(Task to carry out): Format these lines as a numbered list, dropping any blank lines and omitting the pictures.

(Material for this task):
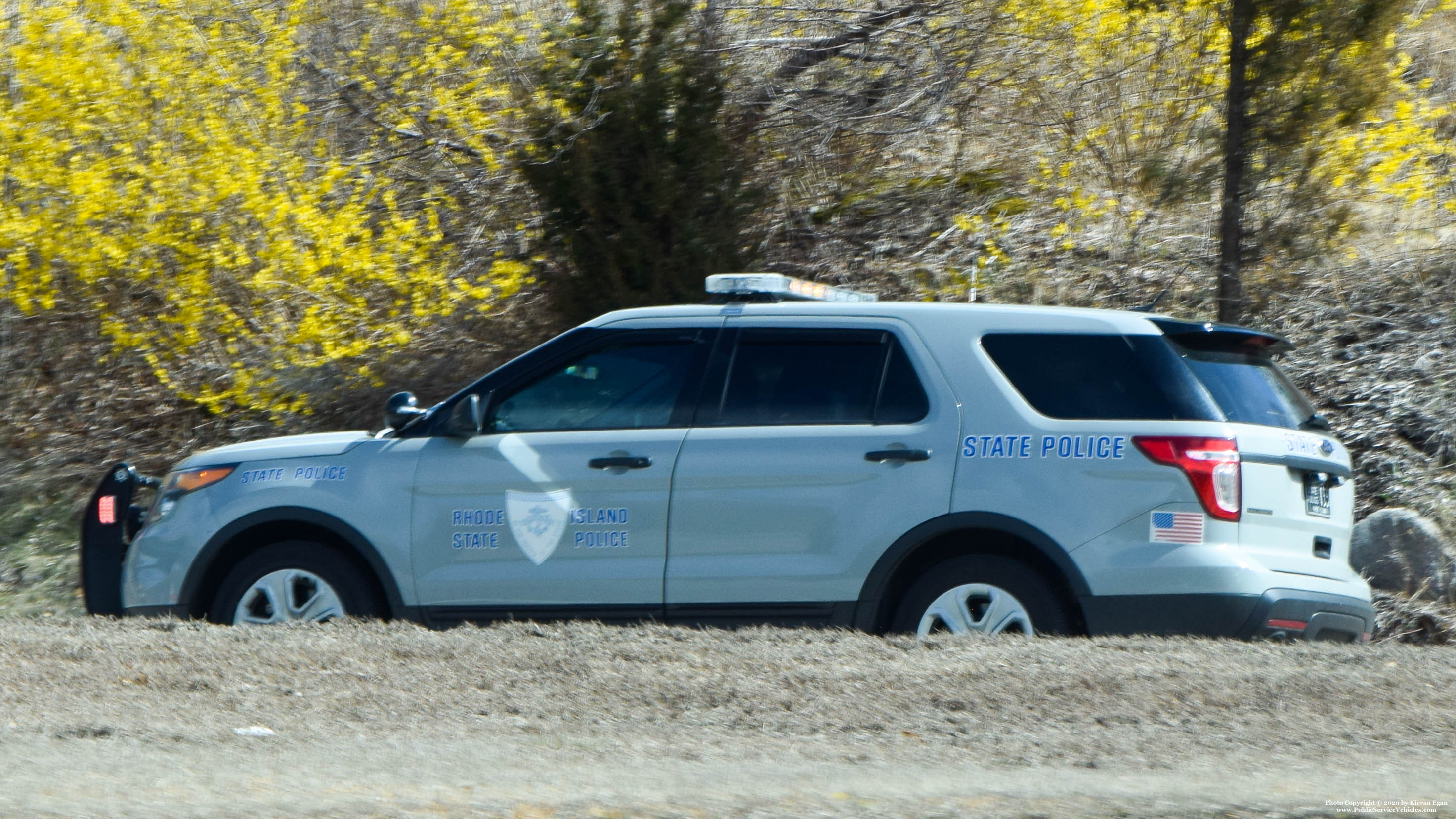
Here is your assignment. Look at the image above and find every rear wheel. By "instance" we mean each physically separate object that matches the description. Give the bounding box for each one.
[890,555,1069,637]
[208,541,383,625]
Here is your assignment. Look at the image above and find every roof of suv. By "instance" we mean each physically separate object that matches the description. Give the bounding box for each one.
[587,302,1176,335]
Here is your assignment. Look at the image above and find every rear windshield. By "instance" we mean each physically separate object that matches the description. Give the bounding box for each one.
[982,332,1223,421]
[1173,344,1315,430]
[982,332,1313,429]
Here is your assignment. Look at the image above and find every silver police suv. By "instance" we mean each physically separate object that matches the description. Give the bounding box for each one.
[82,274,1374,641]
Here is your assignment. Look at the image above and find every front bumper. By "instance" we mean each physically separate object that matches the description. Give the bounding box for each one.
[1080,589,1374,643]
[80,464,157,616]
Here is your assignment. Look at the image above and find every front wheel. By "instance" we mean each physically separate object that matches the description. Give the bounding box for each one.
[208,541,382,625]
[890,555,1069,637]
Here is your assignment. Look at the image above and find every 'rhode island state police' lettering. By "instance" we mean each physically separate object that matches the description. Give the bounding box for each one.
[566,507,628,526]
[961,436,1127,461]
[293,466,349,481]
[450,509,505,526]
[450,532,501,550]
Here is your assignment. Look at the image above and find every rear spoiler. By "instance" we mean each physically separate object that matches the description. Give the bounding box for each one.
[1147,319,1294,355]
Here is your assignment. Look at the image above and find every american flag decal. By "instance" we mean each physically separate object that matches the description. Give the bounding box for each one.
[96,495,117,526]
[1147,512,1202,544]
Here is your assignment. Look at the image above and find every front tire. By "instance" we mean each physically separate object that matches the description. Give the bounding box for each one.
[208,541,383,625]
[890,555,1070,638]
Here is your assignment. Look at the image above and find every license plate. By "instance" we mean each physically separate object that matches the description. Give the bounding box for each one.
[1305,472,1329,517]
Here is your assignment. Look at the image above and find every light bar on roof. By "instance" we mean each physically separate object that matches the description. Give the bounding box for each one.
[708,272,879,302]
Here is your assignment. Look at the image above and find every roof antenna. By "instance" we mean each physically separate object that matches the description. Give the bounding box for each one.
[1131,287,1168,313]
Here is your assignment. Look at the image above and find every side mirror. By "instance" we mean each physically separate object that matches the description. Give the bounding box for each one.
[445,393,489,438]
[385,392,425,430]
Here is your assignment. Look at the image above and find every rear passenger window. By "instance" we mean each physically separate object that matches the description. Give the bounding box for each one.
[715,328,929,426]
[982,332,1223,421]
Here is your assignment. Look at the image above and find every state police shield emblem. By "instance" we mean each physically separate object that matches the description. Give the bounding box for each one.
[505,490,572,565]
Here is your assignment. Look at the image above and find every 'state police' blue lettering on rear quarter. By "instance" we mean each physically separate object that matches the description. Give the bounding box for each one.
[961,436,1127,461]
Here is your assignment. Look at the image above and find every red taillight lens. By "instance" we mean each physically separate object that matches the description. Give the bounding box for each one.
[1133,436,1242,520]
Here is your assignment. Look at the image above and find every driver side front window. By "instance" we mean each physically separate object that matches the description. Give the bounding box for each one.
[489,334,694,433]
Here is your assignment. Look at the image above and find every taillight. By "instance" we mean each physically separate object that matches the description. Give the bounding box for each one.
[1133,436,1242,520]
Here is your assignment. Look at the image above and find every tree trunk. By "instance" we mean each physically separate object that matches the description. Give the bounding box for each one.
[1219,0,1255,324]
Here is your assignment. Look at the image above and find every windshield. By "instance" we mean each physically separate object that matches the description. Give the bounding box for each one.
[1175,345,1315,430]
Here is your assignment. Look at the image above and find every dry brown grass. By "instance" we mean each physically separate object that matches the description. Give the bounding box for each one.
[0,619,1456,818]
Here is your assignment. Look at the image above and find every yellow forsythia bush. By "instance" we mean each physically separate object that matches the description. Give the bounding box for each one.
[0,0,530,412]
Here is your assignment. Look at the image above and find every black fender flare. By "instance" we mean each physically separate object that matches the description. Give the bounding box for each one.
[177,506,419,621]
[855,512,1092,631]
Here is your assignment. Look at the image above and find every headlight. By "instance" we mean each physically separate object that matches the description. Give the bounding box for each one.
[147,464,237,524]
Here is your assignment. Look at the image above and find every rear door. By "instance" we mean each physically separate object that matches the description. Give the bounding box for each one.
[665,318,959,622]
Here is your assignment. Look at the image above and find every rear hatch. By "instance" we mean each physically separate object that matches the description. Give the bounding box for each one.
[1153,319,1354,580]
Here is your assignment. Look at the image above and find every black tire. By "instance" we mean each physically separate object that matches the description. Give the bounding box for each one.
[207,541,387,625]
[890,555,1071,634]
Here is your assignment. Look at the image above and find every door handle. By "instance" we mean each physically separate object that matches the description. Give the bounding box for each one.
[865,449,930,464]
[587,455,652,469]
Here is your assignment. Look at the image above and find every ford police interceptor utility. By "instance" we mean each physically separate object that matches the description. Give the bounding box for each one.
[82,274,1374,640]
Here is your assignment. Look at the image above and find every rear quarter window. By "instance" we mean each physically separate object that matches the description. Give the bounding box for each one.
[982,332,1223,421]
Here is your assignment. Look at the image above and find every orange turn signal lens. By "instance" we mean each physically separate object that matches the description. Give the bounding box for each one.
[172,466,236,493]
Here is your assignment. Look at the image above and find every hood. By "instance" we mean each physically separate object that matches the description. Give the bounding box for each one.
[175,430,370,469]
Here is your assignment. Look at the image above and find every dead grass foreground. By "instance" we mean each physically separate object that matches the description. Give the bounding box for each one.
[0,618,1456,816]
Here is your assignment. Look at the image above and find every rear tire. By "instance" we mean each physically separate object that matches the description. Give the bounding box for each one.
[207,541,385,625]
[890,555,1070,637]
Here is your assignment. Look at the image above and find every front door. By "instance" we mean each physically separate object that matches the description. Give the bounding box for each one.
[412,328,714,618]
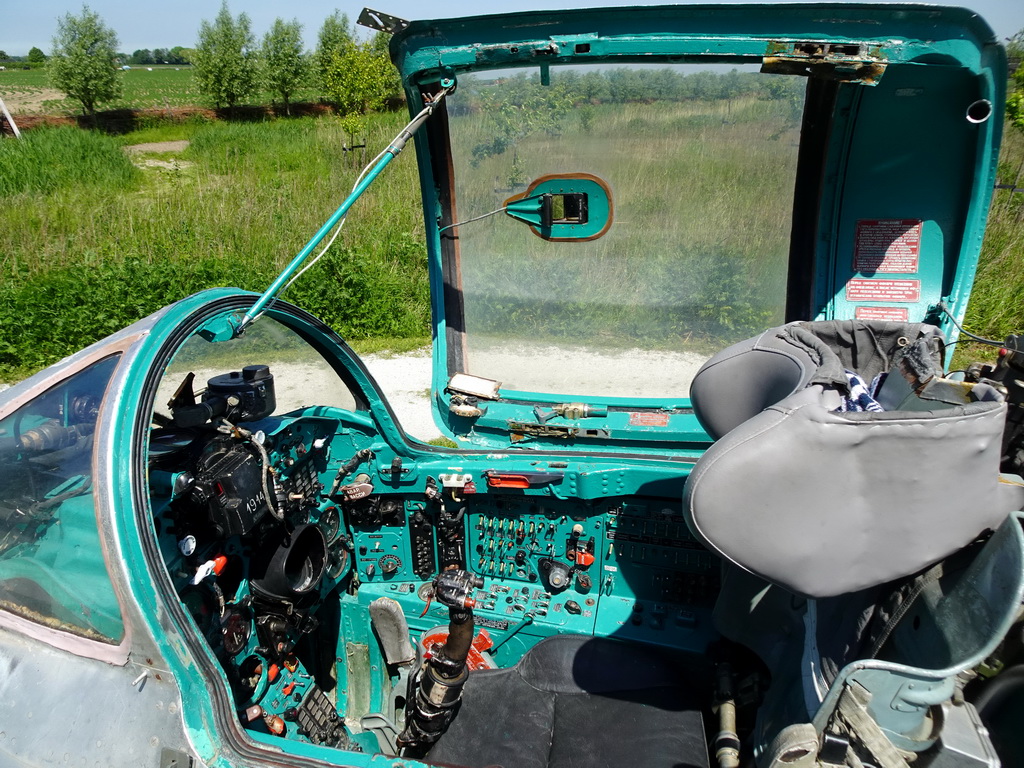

(Exercise result):
1. Here is your assignment. Look at the image above and find every rear wheel. By "instance" we mean each physically separate object that matches the description. Give the bounding box for each one.
2. [890,555,1069,637]
3. [208,541,383,625]
4. Here is your assignment. Look at the image above and find every roof of suv. By "instance" we mean each physically separate object that matches the description. Give the bounding box for each one.
5. [587,302,1176,335]
6. Here is your assignment. Look at the image above and find every rear windshield. By "instance" we mean each physically separate object that matches the description. Give the bounding box for each one.
7. [982,332,1223,421]
8. [1173,344,1315,430]
9. [982,332,1313,429]
10. Here is your assignment. Look at the image above and find every silver police suv. By "instance" we mean each physically separate object that matches the description. Give the bounding box for each one.
11. [82,274,1374,641]
12. Here is your assignment. Look at the image above and find every front bumper. By "instance" we mean each physically separate object that matches the description. Give the bounding box for each one.
13. [1080,589,1374,643]
14. [80,464,157,616]
15. Here is your assignment. Look at the image above and find every front wheel. By "instance" we mean each physically separate object that matches the description. Give the bounding box for each one.
16. [208,541,382,625]
17. [890,555,1069,637]
18. Here is your assignment. Look at the image above and find every 'rhode island state police' lettering. By "instance" we mean each physically separate object that matches the description. Give the bounding box for each one.
19. [566,507,628,526]
20. [961,436,1127,461]
21. [293,466,349,481]
22. [450,509,505,526]
23. [450,532,501,550]
24. Here is your assignment. Look at the image above and find every rear spoiler. By "instance" we mean each physically separate object that matches the description. Give the bounding box for each one.
25. [1147,319,1294,355]
26. Here is your assignment. Look at the image above and find every american flag decal. By "instance" we mean each physically separate object that matches the description. Give the bounding box for each one.
27. [96,495,117,526]
28. [1147,512,1202,544]
29. Here is your assignment. Look at the image above and find every front tire. By "instance" we mean each physically separate object that matches the description. Give the bounding box for each one.
30. [208,541,383,625]
31. [890,555,1070,638]
32. Here is your assignment. Look at the image above and find every license plate. By "instance" we mean each physically separate object that matches the description. Give the bounding box for each one.
33. [1305,472,1329,517]
34. Here is your assignment. Look at the image above and find every light bar on roof. By "instance" we mean each physically separate object that matches the description. Give the bounding box for each one.
35. [708,272,879,302]
36. Here is your assignment. Look at the image above and find every roof antenna. By "instance" we mean each physically separate object that matches the description. Give the bounding box for each one.
37. [1131,287,1168,313]
38. Here is your assignment. Look at the image above and find every side mirror. By "instance" we mean each physically separate object that matches the description. Give the bounding box for each one.
39. [445,393,489,438]
40. [385,392,425,430]
41. Here is your assignment. Look at the image above and find every rear passenger window. By "instance" we mean each physically separate object that matches the description. Give the bounding box for each one.
42. [715,328,929,426]
43. [982,332,1223,421]
44. Here is your assignment. Look at the image above and find every state police shield emblem. By "instance" we mean each physically separate object that matches the description. Give the bounding box for each one.
45. [505,490,572,565]
46. Here is your assignment. Look at the image above and find every 'state police' blue lettering on rear quarter. By "instance" we mean each physically separate object that matches the description. Give the bounding box for each one.
47. [961,436,1127,461]
48. Here is your assignment. Look at the image above and find every red taillight lens. By "instance" we mean each physically separate object that matches the description. Give the bounding box for each one.
49. [1133,436,1242,520]
50. Here is your assignment. Look at the image above and find every driver side front window. By "instance" we mean each physically separate object that matches the description. Give the bounding box for each one.
51. [489,334,694,433]
52. Here is your assignment. Look at the image above and find every taillight. By "instance" we mean each physically separate object that matches the description. Give the bounding box for each one.
53. [1133,436,1242,520]
54. Here is your assignment. Look at the image above and find every tree trunk. By "instance" we mean each physically separate object that matches the description. Give the bounding box for each one.
55. [1219,0,1255,324]
56. Here is your assignment. Look at the image above and find every windshield. By "instance" we mean each physically separate object that matches the description. Give the bounding box for each one.
57. [1175,345,1315,430]
58. Here is your assignment. Look at the image above and find every dry brown grass. By "instance" we mean each physically separate object that matches the description. Give the bounding box for each one.
59. [0,619,1456,818]
60. Here is your assignment. Look at the image above and find every yellow forsythia bush. By "instance" we mean each physically separate object that matches the description. Give the bounding box for each one.
61. [0,0,530,412]
62. Here is your assignment. Look at the image above and find every black fender flare. By "instance" we mean each physically separate object that matches the description. Give the bounding box for each one.
63. [177,506,419,621]
64. [855,512,1092,631]
65. Here is your assignment. Look at the image above and find every headlight. By "instance" we mean each physically separate object that matches the description. Give the bounding box for each one.
66. [147,464,237,524]
67. Here is your assignment. Look at the image above and find every rear door. By "instance" we mean each physically separate object that matches the description. Give the bounding box for each one.
68. [665,318,959,622]
69. Here is your assignment. Look at the image above and find every rear hatch. By "instance" we mean each physically separate object that matches the description. Give the bounding box for each one.
70. [1153,319,1354,580]
71. Here is your assignment. Look at the image above and find every black tire. By "instance" we mean each physically separate object that matches the description. Give the bounding box for each one.
72. [207,541,387,625]
73. [890,555,1071,634]
74. Here is your assignment. Look at the image above and find every door handle. By "instance" we mean each physically separate object that matches the description. Give the bounding box for each one.
75. [865,449,930,464]
76. [587,455,652,469]
77. Here is your assignment. Look at the image above and find every ford police interceptor utility. By "instance" we mean each physically separate object that matches the description. Give the bounding box for each one.
78. [82,274,1374,640]
79. Here is your assignment. Look at the image above and find every rear quarter window. By "instance" we mean each physically separate object that matches the description. Give the bounding box for each one.
80. [982,332,1223,421]
81. Here is your assignment. Look at the image above and find every orange turn signal lens. By "instance" we mean each physically separate object that matches the description. Give the bounding box for each one.
82. [172,466,236,493]
83. Here is your assignment. Look at the image above and find every hood. By "instance" we mean each physically separate object that matches the description. Give the bounding box for each one.
84. [175,430,370,469]
85. Here is your assignment. Look at the image above and find every dead grass foreground. By "instance" we mean each physically separate object that matches the description. Give the bounding box for each one.
86. [0,618,1456,816]
87. Here is your assignment. Look at the image above and find every rear tire. By "instance" we mean each physically separate object that matches the description. Give the bounding box for each one.
88. [207,541,385,625]
89. [890,555,1070,637]
90. Here is your assignment. Look at the image above and find every front door. By "instance" we mean each physically separate object that matches the description. Give the bounding box for each one.
91. [412,328,714,618]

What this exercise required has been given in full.